▸ Your task
In the data below, swap every "Target" for "Label" in the lines starting at the one containing "Practice. Indicate each instance of the folded" and ending at the one containing "x=1076, y=396". Give back only those lines, with everything else left unchanged.

▸ Records for this exercise

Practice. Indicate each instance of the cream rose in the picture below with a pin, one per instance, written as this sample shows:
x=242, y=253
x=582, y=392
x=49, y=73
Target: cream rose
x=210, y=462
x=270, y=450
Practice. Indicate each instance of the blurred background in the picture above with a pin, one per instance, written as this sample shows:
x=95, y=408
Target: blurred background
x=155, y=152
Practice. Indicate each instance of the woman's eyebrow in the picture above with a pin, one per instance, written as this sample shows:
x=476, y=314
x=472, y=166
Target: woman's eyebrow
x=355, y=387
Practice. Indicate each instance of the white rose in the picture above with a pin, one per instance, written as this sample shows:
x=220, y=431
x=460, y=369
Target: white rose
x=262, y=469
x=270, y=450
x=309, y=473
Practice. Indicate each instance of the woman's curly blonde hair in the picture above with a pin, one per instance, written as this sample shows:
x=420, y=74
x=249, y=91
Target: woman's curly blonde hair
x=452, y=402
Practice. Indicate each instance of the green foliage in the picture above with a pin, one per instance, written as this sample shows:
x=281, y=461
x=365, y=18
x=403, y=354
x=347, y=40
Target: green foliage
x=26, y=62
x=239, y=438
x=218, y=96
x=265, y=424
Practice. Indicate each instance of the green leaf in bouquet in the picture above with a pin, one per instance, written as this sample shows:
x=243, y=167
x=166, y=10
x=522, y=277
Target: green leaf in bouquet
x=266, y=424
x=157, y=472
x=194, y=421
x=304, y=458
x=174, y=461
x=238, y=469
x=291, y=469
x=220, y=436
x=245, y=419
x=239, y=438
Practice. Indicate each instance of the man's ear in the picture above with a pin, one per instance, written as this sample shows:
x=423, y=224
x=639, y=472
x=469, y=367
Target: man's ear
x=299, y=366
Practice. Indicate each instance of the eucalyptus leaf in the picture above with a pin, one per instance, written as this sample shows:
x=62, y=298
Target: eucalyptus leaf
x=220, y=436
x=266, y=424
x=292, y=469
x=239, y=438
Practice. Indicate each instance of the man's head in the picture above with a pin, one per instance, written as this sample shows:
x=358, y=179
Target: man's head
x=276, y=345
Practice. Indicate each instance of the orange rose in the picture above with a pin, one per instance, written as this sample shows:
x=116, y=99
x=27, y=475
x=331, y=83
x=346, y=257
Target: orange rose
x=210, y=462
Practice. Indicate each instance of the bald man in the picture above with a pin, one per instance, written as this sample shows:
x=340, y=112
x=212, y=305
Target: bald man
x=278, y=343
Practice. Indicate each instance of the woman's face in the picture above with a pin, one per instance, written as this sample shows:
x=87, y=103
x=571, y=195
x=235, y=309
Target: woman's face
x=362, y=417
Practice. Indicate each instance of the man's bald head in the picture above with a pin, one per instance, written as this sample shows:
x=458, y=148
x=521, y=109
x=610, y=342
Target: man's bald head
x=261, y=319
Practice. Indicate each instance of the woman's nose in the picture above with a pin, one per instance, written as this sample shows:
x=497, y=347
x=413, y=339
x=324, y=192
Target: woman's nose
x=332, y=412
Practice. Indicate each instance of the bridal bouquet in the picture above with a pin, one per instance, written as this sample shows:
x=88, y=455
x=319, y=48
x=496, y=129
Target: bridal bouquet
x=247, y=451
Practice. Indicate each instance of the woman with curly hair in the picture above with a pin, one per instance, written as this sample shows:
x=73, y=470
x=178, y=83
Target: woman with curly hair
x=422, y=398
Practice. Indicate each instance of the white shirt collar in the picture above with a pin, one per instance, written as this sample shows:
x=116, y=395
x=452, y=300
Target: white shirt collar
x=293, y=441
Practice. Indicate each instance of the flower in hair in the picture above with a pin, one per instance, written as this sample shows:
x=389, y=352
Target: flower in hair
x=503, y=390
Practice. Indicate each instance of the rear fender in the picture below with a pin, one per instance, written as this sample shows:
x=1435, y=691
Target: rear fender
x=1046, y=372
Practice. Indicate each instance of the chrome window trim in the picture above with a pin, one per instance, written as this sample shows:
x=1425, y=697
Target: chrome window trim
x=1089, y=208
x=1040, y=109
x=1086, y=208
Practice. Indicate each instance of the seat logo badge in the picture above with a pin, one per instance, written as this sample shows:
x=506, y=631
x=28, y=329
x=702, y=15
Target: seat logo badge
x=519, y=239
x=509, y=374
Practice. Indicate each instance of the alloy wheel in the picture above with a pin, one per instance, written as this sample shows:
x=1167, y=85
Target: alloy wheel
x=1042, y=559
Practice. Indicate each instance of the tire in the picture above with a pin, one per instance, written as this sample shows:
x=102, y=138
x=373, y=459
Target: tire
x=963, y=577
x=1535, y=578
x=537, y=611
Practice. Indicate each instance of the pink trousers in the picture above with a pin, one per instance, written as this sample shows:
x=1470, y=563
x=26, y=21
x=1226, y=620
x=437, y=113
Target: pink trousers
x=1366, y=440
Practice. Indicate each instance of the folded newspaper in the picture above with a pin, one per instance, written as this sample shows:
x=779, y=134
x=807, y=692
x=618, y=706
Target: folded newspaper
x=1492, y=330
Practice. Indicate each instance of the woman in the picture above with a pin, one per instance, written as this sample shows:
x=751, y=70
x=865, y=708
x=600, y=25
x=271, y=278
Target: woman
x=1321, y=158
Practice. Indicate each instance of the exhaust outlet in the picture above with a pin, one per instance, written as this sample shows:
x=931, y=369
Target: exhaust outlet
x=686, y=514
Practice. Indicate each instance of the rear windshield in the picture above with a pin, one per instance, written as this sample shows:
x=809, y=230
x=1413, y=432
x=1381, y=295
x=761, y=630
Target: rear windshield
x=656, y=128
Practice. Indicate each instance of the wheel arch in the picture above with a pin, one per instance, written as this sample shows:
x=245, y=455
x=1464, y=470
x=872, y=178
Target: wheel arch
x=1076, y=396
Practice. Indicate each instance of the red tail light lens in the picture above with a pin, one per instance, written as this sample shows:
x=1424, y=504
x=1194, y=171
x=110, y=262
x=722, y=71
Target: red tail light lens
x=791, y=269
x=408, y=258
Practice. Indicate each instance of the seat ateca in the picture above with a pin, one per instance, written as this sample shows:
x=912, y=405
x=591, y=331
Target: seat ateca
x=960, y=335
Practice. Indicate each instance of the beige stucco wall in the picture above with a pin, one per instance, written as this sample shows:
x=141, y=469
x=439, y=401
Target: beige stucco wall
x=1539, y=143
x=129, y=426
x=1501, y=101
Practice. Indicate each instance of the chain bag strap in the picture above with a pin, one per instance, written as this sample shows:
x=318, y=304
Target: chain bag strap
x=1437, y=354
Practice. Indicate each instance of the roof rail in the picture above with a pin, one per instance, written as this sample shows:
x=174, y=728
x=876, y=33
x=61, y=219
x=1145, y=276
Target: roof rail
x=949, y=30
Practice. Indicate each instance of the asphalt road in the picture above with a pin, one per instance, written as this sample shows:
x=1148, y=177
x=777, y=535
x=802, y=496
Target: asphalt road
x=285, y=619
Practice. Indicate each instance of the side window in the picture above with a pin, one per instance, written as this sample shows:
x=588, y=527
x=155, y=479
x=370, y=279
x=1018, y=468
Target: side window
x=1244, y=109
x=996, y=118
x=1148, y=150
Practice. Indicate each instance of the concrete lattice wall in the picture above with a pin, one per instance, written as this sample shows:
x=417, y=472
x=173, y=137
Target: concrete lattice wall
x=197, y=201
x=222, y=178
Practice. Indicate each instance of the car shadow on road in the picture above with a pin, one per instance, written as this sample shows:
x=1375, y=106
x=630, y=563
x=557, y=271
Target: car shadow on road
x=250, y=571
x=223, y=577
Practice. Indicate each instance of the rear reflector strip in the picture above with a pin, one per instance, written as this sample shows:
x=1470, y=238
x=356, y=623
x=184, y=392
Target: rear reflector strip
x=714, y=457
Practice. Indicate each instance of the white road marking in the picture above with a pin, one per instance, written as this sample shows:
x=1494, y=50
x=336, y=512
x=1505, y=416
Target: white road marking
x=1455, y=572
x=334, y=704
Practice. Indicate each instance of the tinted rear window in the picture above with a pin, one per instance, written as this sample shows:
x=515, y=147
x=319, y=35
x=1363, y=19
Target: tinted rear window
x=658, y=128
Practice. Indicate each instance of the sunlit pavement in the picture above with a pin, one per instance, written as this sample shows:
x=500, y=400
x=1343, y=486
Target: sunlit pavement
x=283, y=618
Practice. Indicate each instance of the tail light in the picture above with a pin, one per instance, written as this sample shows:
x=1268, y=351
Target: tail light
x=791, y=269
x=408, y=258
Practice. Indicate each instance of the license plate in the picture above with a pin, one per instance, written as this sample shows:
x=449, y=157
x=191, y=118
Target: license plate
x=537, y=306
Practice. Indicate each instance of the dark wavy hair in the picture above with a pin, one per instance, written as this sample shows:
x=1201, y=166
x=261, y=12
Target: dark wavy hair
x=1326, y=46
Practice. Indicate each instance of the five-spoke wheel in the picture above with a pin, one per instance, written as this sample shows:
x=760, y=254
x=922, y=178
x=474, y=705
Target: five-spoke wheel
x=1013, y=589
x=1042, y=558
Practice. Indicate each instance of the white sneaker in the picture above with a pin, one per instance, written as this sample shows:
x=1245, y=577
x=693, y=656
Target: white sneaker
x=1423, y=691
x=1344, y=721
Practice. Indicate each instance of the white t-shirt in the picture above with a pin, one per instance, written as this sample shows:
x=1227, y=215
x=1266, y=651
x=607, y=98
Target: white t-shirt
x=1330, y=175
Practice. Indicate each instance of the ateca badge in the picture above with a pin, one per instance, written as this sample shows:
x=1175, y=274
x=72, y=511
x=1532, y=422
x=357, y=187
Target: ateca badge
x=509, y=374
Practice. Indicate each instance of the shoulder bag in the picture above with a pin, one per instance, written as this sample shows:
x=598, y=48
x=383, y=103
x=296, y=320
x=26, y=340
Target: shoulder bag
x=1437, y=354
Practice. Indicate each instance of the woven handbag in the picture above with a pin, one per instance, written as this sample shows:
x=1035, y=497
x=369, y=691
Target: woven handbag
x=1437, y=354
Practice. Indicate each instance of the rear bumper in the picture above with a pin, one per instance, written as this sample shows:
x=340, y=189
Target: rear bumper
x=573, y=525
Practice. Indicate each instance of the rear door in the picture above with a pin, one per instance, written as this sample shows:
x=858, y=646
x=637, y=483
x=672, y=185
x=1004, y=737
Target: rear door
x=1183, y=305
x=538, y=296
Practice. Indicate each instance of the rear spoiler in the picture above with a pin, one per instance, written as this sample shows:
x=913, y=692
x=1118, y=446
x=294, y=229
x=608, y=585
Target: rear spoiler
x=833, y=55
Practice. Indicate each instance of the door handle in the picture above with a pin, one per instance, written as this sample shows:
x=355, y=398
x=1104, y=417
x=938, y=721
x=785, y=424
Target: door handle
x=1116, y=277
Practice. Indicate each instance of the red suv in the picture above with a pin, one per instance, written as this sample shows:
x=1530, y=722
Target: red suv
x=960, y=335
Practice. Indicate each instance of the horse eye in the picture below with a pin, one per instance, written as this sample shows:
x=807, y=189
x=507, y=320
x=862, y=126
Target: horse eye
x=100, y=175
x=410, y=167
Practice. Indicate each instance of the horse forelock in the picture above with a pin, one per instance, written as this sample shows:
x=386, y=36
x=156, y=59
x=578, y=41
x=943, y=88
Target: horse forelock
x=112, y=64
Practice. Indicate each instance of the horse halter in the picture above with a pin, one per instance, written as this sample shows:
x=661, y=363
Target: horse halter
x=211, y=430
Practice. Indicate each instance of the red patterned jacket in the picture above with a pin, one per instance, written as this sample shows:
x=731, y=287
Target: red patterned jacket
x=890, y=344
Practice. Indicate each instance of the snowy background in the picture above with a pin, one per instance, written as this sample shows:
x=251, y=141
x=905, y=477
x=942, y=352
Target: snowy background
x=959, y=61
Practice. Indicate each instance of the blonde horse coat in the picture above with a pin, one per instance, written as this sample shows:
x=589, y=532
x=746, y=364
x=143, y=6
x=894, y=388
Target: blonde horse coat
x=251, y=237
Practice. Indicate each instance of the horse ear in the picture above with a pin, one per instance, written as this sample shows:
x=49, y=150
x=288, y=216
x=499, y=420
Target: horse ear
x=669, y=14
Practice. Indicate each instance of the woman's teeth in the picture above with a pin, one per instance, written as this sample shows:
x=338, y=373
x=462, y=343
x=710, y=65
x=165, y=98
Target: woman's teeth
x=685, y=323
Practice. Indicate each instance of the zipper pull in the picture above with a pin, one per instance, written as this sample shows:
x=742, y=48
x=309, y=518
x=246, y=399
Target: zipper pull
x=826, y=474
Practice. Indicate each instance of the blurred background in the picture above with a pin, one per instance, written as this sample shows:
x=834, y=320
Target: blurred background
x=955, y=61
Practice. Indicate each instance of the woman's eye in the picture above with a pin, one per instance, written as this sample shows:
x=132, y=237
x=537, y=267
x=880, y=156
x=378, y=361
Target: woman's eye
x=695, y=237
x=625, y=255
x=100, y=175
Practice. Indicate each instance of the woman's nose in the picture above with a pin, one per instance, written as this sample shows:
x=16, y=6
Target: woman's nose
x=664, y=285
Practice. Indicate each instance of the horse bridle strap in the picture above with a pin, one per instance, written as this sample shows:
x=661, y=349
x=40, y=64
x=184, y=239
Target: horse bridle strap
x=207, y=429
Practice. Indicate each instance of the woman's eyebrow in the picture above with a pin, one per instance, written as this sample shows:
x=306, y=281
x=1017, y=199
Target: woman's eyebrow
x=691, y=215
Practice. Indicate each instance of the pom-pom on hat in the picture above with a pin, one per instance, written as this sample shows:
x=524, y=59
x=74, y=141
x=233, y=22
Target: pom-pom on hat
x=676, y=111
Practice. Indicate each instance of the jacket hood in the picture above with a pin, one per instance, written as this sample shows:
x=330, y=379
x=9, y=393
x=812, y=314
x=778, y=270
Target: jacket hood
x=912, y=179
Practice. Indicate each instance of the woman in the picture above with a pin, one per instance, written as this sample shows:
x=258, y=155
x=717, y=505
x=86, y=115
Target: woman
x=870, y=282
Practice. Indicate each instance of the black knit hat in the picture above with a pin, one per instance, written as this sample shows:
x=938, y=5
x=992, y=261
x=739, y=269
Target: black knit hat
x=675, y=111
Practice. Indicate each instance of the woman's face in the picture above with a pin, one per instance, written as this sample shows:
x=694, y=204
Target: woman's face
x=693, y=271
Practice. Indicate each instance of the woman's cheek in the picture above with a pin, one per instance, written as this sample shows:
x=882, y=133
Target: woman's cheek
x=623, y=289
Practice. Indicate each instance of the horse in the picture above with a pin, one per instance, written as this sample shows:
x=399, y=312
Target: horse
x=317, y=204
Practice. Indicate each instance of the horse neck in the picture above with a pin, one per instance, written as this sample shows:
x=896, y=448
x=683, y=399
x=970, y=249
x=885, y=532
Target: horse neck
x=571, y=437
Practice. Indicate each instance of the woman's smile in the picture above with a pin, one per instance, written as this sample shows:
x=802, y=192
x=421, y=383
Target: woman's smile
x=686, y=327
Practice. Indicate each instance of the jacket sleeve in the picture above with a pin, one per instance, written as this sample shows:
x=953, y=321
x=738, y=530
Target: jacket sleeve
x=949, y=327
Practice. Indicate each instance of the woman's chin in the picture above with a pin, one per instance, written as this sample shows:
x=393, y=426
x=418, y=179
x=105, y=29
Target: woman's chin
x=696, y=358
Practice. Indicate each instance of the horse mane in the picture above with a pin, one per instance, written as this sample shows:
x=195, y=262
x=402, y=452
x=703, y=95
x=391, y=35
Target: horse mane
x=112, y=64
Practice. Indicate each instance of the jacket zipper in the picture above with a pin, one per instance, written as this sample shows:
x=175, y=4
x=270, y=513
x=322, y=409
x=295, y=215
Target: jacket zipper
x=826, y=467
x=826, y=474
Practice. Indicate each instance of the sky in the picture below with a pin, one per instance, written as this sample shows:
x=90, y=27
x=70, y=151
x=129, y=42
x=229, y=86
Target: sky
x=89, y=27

▸ Response to this task
Practice. Indicate each instance of the folded newspaper in the picture above with a pin, one per instance, written as this sample shows:
x=779, y=134
x=807, y=692
x=618, y=706
Label: folded newspaper
x=1492, y=330
Practice. Indicate each instance of the woman in the picture above with a pin, one per instance, written as this sample shows:
x=751, y=70
x=865, y=708
x=600, y=25
x=271, y=278
Label: woman
x=1321, y=158
Practice. Indicate each instance of the exhaust outlet in the picture above with a pin, one per instance, written as this sample shows:
x=931, y=369
Label: exhaust outlet
x=686, y=514
Practice. Indicate each instance of the rear windshield in the picture above with a pin, one per instance, written as this sample shows:
x=809, y=230
x=1413, y=432
x=1381, y=295
x=761, y=630
Label: rear windshield
x=656, y=128
Practice. Indicate each instance of the wheel arch in the picture above with a pin, one per instance, written as this sample shows:
x=245, y=455
x=1464, y=470
x=872, y=178
Label: wheel arch
x=1076, y=396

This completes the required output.